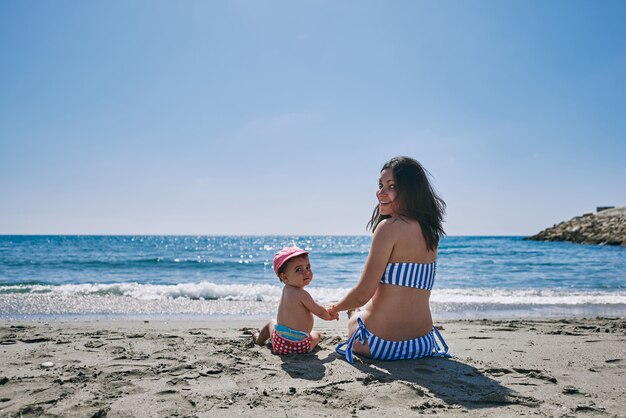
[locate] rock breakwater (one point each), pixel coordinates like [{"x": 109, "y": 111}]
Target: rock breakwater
[{"x": 607, "y": 227}]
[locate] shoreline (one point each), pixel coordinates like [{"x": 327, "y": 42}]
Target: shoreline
[{"x": 209, "y": 367}]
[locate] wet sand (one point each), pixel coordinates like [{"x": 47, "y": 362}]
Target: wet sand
[{"x": 551, "y": 367}]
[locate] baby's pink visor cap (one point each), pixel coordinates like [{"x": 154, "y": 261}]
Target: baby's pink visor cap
[{"x": 285, "y": 255}]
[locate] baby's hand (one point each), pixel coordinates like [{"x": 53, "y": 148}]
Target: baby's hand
[{"x": 334, "y": 315}]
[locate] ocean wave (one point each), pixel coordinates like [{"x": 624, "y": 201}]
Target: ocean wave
[{"x": 271, "y": 293}]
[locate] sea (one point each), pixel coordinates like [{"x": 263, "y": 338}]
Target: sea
[{"x": 169, "y": 277}]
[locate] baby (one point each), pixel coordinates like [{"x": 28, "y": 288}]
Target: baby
[{"x": 292, "y": 332}]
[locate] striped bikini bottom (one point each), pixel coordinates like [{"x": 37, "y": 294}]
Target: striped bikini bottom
[{"x": 395, "y": 350}]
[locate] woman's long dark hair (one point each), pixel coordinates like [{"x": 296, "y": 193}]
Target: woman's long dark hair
[{"x": 416, "y": 200}]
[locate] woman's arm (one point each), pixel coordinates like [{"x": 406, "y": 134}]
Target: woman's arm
[
  {"x": 317, "y": 309},
  {"x": 380, "y": 251}
]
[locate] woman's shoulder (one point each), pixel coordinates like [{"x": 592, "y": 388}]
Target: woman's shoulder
[{"x": 398, "y": 225}]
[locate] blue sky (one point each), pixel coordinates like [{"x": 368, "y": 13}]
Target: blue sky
[{"x": 246, "y": 117}]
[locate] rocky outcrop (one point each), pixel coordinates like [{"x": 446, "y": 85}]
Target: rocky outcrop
[{"x": 607, "y": 227}]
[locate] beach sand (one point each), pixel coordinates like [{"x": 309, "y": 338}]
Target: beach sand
[{"x": 551, "y": 367}]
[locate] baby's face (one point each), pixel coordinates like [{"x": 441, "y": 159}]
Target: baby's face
[{"x": 298, "y": 272}]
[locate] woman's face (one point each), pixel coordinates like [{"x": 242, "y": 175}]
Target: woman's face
[{"x": 386, "y": 193}]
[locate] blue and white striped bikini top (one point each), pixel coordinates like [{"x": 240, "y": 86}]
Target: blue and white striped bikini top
[{"x": 419, "y": 276}]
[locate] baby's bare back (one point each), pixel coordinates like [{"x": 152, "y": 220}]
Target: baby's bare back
[{"x": 292, "y": 312}]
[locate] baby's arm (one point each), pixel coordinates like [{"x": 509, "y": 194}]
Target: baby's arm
[{"x": 317, "y": 309}]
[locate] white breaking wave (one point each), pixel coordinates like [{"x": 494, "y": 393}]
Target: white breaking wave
[{"x": 271, "y": 293}]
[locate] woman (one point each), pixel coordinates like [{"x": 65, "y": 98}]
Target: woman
[{"x": 399, "y": 272}]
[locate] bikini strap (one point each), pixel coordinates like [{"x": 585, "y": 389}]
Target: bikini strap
[
  {"x": 361, "y": 333},
  {"x": 438, "y": 351}
]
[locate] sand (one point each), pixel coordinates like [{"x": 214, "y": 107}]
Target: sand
[{"x": 568, "y": 367}]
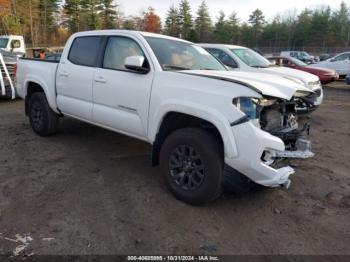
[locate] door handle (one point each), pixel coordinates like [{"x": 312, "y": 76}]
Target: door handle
[
  {"x": 100, "y": 79},
  {"x": 64, "y": 73}
]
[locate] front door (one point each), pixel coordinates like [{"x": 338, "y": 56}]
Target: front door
[
  {"x": 75, "y": 76},
  {"x": 121, "y": 97}
]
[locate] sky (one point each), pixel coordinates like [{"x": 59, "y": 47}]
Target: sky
[{"x": 243, "y": 8}]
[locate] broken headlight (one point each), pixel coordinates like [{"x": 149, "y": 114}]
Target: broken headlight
[
  {"x": 252, "y": 106},
  {"x": 247, "y": 106}
]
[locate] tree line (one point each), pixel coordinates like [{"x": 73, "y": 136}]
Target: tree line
[{"x": 50, "y": 22}]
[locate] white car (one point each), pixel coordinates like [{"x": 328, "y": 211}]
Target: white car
[
  {"x": 340, "y": 63},
  {"x": 206, "y": 125},
  {"x": 239, "y": 58},
  {"x": 14, "y": 44},
  {"x": 300, "y": 55}
]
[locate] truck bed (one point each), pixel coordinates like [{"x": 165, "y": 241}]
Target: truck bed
[{"x": 27, "y": 72}]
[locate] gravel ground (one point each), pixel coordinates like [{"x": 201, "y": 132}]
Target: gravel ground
[{"x": 90, "y": 191}]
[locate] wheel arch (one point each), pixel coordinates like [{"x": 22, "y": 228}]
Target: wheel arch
[
  {"x": 33, "y": 85},
  {"x": 175, "y": 119}
]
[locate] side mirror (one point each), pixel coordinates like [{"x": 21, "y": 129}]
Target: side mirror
[{"x": 135, "y": 63}]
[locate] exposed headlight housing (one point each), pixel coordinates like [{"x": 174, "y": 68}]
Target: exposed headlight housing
[{"x": 247, "y": 106}]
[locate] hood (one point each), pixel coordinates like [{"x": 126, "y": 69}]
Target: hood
[
  {"x": 290, "y": 72},
  {"x": 265, "y": 84}
]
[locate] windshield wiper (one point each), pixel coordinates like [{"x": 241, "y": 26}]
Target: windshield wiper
[
  {"x": 257, "y": 66},
  {"x": 175, "y": 67}
]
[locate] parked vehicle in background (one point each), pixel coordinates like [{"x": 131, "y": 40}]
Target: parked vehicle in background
[
  {"x": 325, "y": 56},
  {"x": 206, "y": 125},
  {"x": 325, "y": 75},
  {"x": 10, "y": 61},
  {"x": 245, "y": 59},
  {"x": 301, "y": 55},
  {"x": 53, "y": 57},
  {"x": 339, "y": 63},
  {"x": 13, "y": 44}
]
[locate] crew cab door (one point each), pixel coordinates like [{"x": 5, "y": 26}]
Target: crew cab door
[
  {"x": 341, "y": 63},
  {"x": 75, "y": 75},
  {"x": 121, "y": 96}
]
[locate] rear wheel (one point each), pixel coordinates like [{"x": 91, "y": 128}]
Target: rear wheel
[
  {"x": 192, "y": 163},
  {"x": 42, "y": 119}
]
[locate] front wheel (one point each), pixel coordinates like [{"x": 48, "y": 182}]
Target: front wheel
[
  {"x": 42, "y": 119},
  {"x": 191, "y": 160}
]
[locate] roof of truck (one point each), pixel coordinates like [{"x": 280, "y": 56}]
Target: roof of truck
[
  {"x": 222, "y": 45},
  {"x": 130, "y": 32}
]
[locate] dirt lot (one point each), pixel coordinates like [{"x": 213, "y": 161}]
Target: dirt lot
[{"x": 90, "y": 191}]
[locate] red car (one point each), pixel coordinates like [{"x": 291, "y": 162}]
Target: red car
[{"x": 326, "y": 75}]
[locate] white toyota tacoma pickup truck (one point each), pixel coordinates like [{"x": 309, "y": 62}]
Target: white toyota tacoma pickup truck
[{"x": 208, "y": 127}]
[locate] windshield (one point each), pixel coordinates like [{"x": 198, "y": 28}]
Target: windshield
[
  {"x": 175, "y": 55},
  {"x": 3, "y": 42},
  {"x": 251, "y": 58},
  {"x": 297, "y": 61}
]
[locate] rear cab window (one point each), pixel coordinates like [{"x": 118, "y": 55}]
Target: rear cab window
[
  {"x": 84, "y": 50},
  {"x": 223, "y": 57}
]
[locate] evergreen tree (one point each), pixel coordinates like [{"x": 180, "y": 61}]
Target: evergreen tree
[
  {"x": 221, "y": 33},
  {"x": 257, "y": 21},
  {"x": 186, "y": 20},
  {"x": 47, "y": 9},
  {"x": 109, "y": 14},
  {"x": 72, "y": 9},
  {"x": 234, "y": 28},
  {"x": 89, "y": 12},
  {"x": 152, "y": 22},
  {"x": 203, "y": 24},
  {"x": 172, "y": 22}
]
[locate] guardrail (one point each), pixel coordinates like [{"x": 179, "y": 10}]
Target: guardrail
[{"x": 7, "y": 75}]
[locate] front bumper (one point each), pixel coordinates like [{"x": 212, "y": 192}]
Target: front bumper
[{"x": 256, "y": 148}]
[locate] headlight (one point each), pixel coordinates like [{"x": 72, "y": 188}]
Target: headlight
[
  {"x": 301, "y": 93},
  {"x": 264, "y": 101},
  {"x": 296, "y": 80},
  {"x": 247, "y": 106}
]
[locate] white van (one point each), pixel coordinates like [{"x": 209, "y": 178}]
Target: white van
[{"x": 14, "y": 44}]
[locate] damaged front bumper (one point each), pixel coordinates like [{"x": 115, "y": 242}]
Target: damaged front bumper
[{"x": 258, "y": 150}]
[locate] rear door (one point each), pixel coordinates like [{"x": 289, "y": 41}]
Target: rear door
[
  {"x": 75, "y": 76},
  {"x": 121, "y": 96}
]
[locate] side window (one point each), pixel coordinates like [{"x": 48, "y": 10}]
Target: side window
[
  {"x": 118, "y": 49},
  {"x": 223, "y": 57},
  {"x": 15, "y": 44},
  {"x": 341, "y": 57},
  {"x": 84, "y": 50}
]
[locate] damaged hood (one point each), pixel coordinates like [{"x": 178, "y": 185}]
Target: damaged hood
[
  {"x": 303, "y": 76},
  {"x": 263, "y": 83}
]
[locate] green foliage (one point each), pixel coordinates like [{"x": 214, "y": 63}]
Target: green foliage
[
  {"x": 186, "y": 20},
  {"x": 172, "y": 22},
  {"x": 203, "y": 24},
  {"x": 109, "y": 14}
]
------------------------------------------------------------------------
* Problem details
Extract, exactly, the lines above that begin at the line containing "[locate] rear cab" and end at the final line of the records; add no other text.

* Solution for this task
[locate] rear cab window (one point each), pixel coordinates like [{"x": 118, "y": 55}]
Target: rear cab window
[
  {"x": 84, "y": 50},
  {"x": 223, "y": 57}
]
[locate] evergreen tree (one point each), pixel coordinates like [{"x": 180, "y": 61}]
Target: evergreen tree
[
  {"x": 221, "y": 33},
  {"x": 257, "y": 21},
  {"x": 186, "y": 20},
  {"x": 47, "y": 9},
  {"x": 109, "y": 14},
  {"x": 72, "y": 9},
  {"x": 234, "y": 28},
  {"x": 89, "y": 12},
  {"x": 152, "y": 22},
  {"x": 203, "y": 24},
  {"x": 172, "y": 22}
]
[locate] guardrail (one point each), pixel coordinates like [{"x": 179, "y": 10}]
Target: guardrail
[{"x": 7, "y": 75}]
[locate] front bumper (one point each), pixel coordinates like [{"x": 212, "y": 192}]
Target: front bumper
[{"x": 256, "y": 148}]
[locate] headlight (one point each), pixel coordinates like [{"x": 72, "y": 188}]
Target: headlight
[
  {"x": 301, "y": 93},
  {"x": 264, "y": 101},
  {"x": 296, "y": 80},
  {"x": 247, "y": 106}
]
[locate] white van (one point each), pixel coordinates like [{"x": 209, "y": 178}]
Target: white van
[{"x": 14, "y": 44}]
[locate] damaged front bumper (one point each), pixel coordinates like [{"x": 115, "y": 242}]
Target: damaged front bumper
[{"x": 258, "y": 150}]
[locate] rear door (one point each), pixel coordinates like [{"x": 289, "y": 41}]
Target: rear door
[
  {"x": 75, "y": 76},
  {"x": 121, "y": 96}
]
[locate] side window (one point each), pixel coordinates like [{"x": 48, "y": 10}]
Target: side window
[
  {"x": 118, "y": 49},
  {"x": 223, "y": 57},
  {"x": 15, "y": 44},
  {"x": 341, "y": 57},
  {"x": 84, "y": 50}
]
[locate] damaged hood (one point each), pixel coordinates like [{"x": 178, "y": 185}]
Target: damaged hood
[
  {"x": 303, "y": 76},
  {"x": 263, "y": 83}
]
[locate] green foliage (one point each), pixel coordinates like [{"x": 214, "y": 63}]
Target: green foliage
[
  {"x": 186, "y": 20},
  {"x": 172, "y": 22},
  {"x": 203, "y": 24},
  {"x": 109, "y": 14}
]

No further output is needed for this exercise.